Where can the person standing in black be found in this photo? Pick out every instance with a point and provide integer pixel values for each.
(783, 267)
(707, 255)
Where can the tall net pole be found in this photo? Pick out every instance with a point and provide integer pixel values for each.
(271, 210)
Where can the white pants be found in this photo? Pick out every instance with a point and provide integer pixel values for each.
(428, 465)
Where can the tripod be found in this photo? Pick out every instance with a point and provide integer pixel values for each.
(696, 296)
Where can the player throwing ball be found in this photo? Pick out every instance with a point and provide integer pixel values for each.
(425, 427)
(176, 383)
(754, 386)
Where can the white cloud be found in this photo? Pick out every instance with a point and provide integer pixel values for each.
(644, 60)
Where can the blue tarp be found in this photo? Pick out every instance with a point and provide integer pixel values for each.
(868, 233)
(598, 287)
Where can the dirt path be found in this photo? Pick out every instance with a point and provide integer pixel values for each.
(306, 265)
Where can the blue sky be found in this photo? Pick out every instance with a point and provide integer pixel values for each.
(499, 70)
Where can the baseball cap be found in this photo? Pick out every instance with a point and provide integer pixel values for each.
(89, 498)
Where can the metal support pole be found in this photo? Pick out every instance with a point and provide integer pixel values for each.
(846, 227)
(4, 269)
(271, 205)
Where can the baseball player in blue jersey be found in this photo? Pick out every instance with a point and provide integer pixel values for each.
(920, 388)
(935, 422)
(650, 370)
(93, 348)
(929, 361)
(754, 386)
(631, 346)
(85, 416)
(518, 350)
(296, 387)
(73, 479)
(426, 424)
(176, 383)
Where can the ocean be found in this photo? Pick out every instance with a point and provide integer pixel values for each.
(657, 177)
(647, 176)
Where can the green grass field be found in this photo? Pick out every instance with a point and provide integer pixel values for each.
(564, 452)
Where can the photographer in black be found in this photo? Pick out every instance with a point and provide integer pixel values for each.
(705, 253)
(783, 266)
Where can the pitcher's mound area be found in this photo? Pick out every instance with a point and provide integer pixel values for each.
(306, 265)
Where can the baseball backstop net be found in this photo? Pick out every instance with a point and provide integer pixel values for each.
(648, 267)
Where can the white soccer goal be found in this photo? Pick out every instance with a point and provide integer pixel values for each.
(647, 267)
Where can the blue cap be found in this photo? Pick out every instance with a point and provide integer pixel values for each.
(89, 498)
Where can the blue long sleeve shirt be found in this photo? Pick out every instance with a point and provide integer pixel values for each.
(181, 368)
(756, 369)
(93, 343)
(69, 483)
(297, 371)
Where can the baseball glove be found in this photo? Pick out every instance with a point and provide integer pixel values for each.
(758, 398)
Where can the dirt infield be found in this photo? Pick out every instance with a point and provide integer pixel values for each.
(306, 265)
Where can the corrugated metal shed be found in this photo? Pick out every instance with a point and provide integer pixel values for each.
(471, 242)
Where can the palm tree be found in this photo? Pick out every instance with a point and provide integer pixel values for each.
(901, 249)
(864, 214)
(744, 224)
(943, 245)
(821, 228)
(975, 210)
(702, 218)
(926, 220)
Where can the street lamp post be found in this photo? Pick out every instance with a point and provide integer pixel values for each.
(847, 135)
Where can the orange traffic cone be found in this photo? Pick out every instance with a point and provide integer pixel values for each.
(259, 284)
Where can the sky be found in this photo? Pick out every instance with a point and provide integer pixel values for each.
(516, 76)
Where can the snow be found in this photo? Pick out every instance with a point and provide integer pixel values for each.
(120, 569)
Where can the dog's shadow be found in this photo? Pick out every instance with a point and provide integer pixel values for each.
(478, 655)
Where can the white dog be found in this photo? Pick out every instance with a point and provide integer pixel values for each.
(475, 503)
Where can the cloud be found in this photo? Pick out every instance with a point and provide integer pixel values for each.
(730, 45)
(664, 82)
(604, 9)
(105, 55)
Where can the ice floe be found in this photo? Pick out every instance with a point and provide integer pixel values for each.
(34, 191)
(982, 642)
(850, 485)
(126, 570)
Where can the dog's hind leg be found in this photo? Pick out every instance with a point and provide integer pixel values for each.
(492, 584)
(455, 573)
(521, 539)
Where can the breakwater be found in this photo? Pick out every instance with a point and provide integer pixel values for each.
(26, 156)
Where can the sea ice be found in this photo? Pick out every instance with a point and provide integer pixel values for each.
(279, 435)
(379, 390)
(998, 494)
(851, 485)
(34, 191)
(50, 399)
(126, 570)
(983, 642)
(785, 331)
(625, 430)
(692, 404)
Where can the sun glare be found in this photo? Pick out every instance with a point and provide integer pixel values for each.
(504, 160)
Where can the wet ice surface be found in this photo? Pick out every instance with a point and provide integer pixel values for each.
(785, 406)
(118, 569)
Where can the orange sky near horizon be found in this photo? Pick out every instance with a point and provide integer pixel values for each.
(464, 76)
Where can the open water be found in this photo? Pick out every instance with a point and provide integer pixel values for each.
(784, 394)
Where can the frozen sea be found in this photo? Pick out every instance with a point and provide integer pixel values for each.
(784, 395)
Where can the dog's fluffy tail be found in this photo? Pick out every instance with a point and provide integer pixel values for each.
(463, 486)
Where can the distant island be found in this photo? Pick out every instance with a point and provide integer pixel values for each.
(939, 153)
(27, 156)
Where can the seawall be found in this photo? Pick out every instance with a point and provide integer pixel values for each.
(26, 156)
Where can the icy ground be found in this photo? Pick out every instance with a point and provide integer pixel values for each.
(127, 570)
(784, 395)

• **Work instructions**: Express the data above as a JSON list of strings, with each nonblank line as its own string.

• **Result of the task**:
[
  "Where can the person standing in black be found in this photo? Pick out every instance with a point and provide integer pixel values for each.",
  "(783, 267)",
  "(707, 255)",
  "Where can the tall net pole be found in this photo? Pick out every instance with a point and provide integer pixel values for each.",
  "(271, 210)",
  "Where can the white pants be found in this photo? Pick out every instance with a point and provide integer pixel values for each.",
  "(428, 465)",
  "Where can the tripod be found in this photo? Pick out every instance with a point and provide integer pixel values for each.",
  "(696, 296)",
  "Where can the player throwing ball be found in this photo? Pick out every instance with a point and provide integer pixel values for each.",
  "(425, 427)",
  "(176, 383)",
  "(754, 386)",
  "Where can the white cloud be found in this photo? Pick out every instance with a point and provide integer pixel values for each.",
  "(644, 60)",
  "Where can the blue tarp be found in this photo? Pick out every instance with a point and provide integer pixel values for each.",
  "(868, 233)",
  "(598, 287)",
  "Where can the dirt path be found in this photo? Pick out every instance with a point and provide integer pixel values for each.",
  "(306, 265)",
  "Where can the blue sky be found in this photo? Pick out every instance with a point and provide integer pixel values for each.",
  "(499, 70)",
  "Where can the baseball cap be found in this photo? Pick out every instance with a point and provide integer pixel values for each.",
  "(89, 498)",
  "Where can the metal support pole be found in this photo? Pick out every instance with a point and provide integer pixel values for each.",
  "(846, 227)",
  "(4, 269)",
  "(271, 205)",
  "Where can the baseball player in blue jersey be found in this photo? Pick out every instance with a point and provide integer pixel values for each.",
  "(920, 388)",
  "(935, 422)",
  "(650, 370)",
  "(93, 348)",
  "(929, 361)",
  "(754, 386)",
  "(631, 346)",
  "(85, 416)",
  "(518, 350)",
  "(296, 387)",
  "(73, 479)",
  "(426, 424)",
  "(176, 383)",
  "Where can the ocean be found in this photo? Pick out every instance with a point and provide integer pixel values for each.",
  "(657, 177)",
  "(647, 176)",
  "Where can the green grass field be found in this photo? Pick out every instance with a point and provide integer pixel values for each.",
  "(564, 452)",
  "Where can the photographer in black be found in this photo? Pick out every instance with a point and provide integer pixel values for each.",
  "(705, 253)",
  "(783, 266)",
  "Where can the pitcher's mound area be found in this photo? Pick out every instance with a point and provide integer pixel values for each.",
  "(306, 265)",
  "Where can the baseball backstop net be found in this photo? Pick out every instance with a point and provide integer pixel values for each.",
  "(648, 267)",
  "Where can the white soccer goal be found in this photo? Pick out every instance with a point and provide integer pixel values for each.",
  "(647, 267)",
  "Where can the blue cap be found in this photo? Pick out every instance with a point and provide integer pixel values for each.",
  "(89, 498)",
  "Where can the blue long sleeve shirt be found in this photo? Pick out every instance with a point and provide integer pixel values for each.",
  "(181, 368)",
  "(756, 369)",
  "(93, 343)",
  "(69, 483)",
  "(297, 371)",
  "Where can the baseball glove be found in this photo? Pick out every instance with a point and provide integer pixel values for each.",
  "(758, 398)",
  "Where can the dirt infield be found in this photo? Pick out every instance with a point and provide integer pixel values for each.",
  "(306, 265)",
  "Where can the corrugated metal shed be found in this photo? Pick out every instance with a point and provide integer pixel values for each.",
  "(471, 242)",
  "Where can the palm tree be found in this photo? Pick out every instance with a point and provide integer pixel values for each.",
  "(901, 249)",
  "(864, 214)",
  "(744, 224)",
  "(943, 245)",
  "(821, 228)",
  "(975, 210)",
  "(702, 218)",
  "(926, 220)",
  "Where can the street lamp post be found in this photo? Pick out every instance with a point and provide integer pixel values for each.",
  "(847, 135)",
  "Where can the orange traffic cone be found in this photo? Pick out every instance with a point and provide integer pixel values for each.",
  "(259, 284)",
  "Where can the sky be found in this photo? Pick out every instance with a point and provide integer pixel values for each.",
  "(516, 76)",
  "Where can the snow be found in this photo? Pick out every instance with a point and provide integer pixel values for each.",
  "(120, 569)",
  "Where can the dog's shadow be found in this photo? Pick out every instance with a point and provide integer pixel values for each.",
  "(478, 655)",
  "Where can the white dog be found in this photo? Pick out every instance with a point and provide integer pixel values for each.",
  "(475, 503)",
  "Where can the cloud be found in this photo? Pick out every instance with a point and provide integer pixel values for each.",
  "(730, 45)",
  "(664, 82)",
  "(604, 9)",
  "(105, 55)",
  "Where can the ice floe be found in this photo? Pick out every instance with a point and provide integer pixel values for each.",
  "(34, 191)",
  "(982, 642)",
  "(850, 485)",
  "(126, 570)",
  "Where can the dog's hind leg be found in this photo? Pick out every instance with a point and provide integer pixel values for each.",
  "(492, 584)",
  "(455, 573)",
  "(521, 539)",
  "Where can the breakwater be found in this photo? Pick out every instance with a point and provide integer pixel values for each.",
  "(26, 156)",
  "Where can the sea ice be found in this photo? Pick out every instance with a point and provide integer pixel values for each.",
  "(279, 435)",
  "(379, 390)",
  "(998, 494)",
  "(851, 485)",
  "(34, 191)",
  "(50, 399)",
  "(126, 570)",
  "(983, 642)",
  "(785, 331)",
  "(625, 430)",
  "(692, 404)",
  "Where can the sun glare be found in this photo? Pick out every instance with a point and provide integer pixel values for each.",
  "(504, 160)",
  "Where can the wet ice surface be found in this photo? Pick out every instance with a point and provide integer pixel values for each.",
  "(785, 406)",
  "(118, 569)",
  "Where can the orange sky near horizon be found in this photo? Pick out every instance with a point and provide integer pixel values for each.",
  "(464, 76)",
  "Where can the open water be found in this photo? Pick out every instance with a point and provide integer pixel values for each.",
  "(784, 394)",
  "Where can the frozen sea be found in this photo? Pick out every instance with a point and provide integer pixel values for each.",
  "(784, 395)",
  "Where can the dog's fluffy tail be found in this photo? Pick out every instance with a point and provide integer pixel values for each.",
  "(463, 486)",
  "Where can the distant island be found in this photo? Pick out every instance with a point and provide integer pixel values for each.",
  "(939, 153)",
  "(27, 156)",
  "Where can the seawall be found in this photo? Pick out every instance with a point and provide integer pixel values for each.",
  "(26, 156)",
  "Where can the icy ground be found in this photo? Pick out every instance with a point and provide integer pixel values for each.",
  "(127, 570)",
  "(784, 395)"
]